---------- Source material ----------
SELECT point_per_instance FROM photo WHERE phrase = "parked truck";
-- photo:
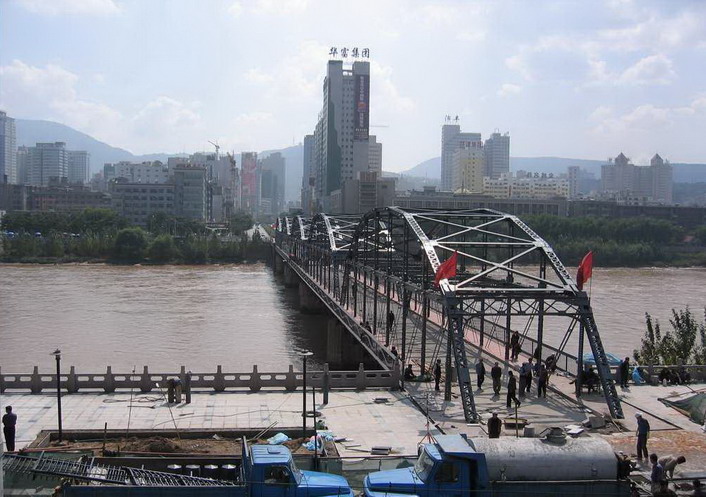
(265, 471)
(456, 466)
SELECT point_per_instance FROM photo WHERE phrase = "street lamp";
(304, 355)
(57, 355)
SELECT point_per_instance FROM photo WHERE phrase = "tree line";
(100, 234)
(618, 242)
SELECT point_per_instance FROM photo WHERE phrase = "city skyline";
(581, 81)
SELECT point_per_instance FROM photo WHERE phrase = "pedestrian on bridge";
(480, 371)
(496, 373)
(437, 374)
(9, 421)
(643, 433)
(512, 391)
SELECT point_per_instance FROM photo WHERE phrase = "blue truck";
(457, 466)
(265, 471)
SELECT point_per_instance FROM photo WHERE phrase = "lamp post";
(304, 355)
(57, 355)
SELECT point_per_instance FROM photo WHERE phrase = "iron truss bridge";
(376, 273)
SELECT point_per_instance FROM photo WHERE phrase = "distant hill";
(683, 173)
(30, 132)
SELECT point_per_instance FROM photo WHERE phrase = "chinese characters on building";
(349, 52)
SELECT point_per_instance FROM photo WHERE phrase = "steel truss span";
(507, 279)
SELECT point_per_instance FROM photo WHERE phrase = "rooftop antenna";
(218, 147)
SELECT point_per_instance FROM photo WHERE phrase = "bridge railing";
(219, 381)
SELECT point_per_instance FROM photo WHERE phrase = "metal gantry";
(381, 266)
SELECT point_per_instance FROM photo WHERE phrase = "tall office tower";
(47, 161)
(79, 166)
(22, 165)
(497, 155)
(250, 183)
(661, 179)
(375, 159)
(308, 178)
(8, 149)
(469, 168)
(574, 172)
(451, 140)
(272, 183)
(342, 131)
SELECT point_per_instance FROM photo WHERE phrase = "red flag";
(585, 270)
(447, 269)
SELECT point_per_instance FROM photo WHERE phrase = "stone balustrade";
(219, 381)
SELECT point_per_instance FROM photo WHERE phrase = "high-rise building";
(623, 180)
(47, 161)
(8, 149)
(190, 192)
(250, 182)
(451, 140)
(497, 155)
(79, 166)
(22, 165)
(375, 159)
(272, 183)
(342, 132)
(308, 179)
(469, 168)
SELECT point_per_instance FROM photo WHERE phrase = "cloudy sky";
(574, 79)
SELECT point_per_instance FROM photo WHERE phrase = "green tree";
(130, 244)
(162, 249)
(240, 221)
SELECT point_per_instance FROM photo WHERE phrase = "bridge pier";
(309, 303)
(290, 277)
(278, 264)
(334, 337)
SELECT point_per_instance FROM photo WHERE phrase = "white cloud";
(79, 7)
(236, 9)
(509, 89)
(651, 70)
(645, 117)
(256, 75)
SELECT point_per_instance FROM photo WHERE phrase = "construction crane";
(218, 147)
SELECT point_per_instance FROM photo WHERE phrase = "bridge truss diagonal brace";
(454, 311)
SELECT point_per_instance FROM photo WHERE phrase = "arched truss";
(300, 227)
(504, 270)
(334, 233)
(506, 274)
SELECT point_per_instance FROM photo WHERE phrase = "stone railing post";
(36, 381)
(109, 382)
(327, 382)
(290, 383)
(360, 378)
(72, 381)
(145, 382)
(255, 383)
(219, 382)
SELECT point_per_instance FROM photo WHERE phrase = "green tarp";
(694, 406)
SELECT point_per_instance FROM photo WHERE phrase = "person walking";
(511, 391)
(496, 374)
(495, 425)
(514, 346)
(9, 421)
(480, 372)
(643, 433)
(542, 380)
(624, 372)
(657, 473)
(437, 374)
(528, 375)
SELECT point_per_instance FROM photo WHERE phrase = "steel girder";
(504, 269)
----------
What the task asks: Return every line of the listing above that contains the string "truck". Case counts.

Full solution:
SELECT point_per_instance FROM photo WHERE phrase = "parked truck";
SELECT point_per_instance FROM photo WHERE phrase = "blue truck";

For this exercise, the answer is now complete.